■ What is required ■
Copy the lines below without any changes.

■ Supplied records ■
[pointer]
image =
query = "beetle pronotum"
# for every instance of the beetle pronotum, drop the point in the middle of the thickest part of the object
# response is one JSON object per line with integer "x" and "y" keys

■ Result of this exercise ■
[pointer]
image =
query = "beetle pronotum"
# for every instance of the beetle pronotum, drop the point in the middle of the thickest part of the object
# response is one JSON object per line with integer "x" and "y" keys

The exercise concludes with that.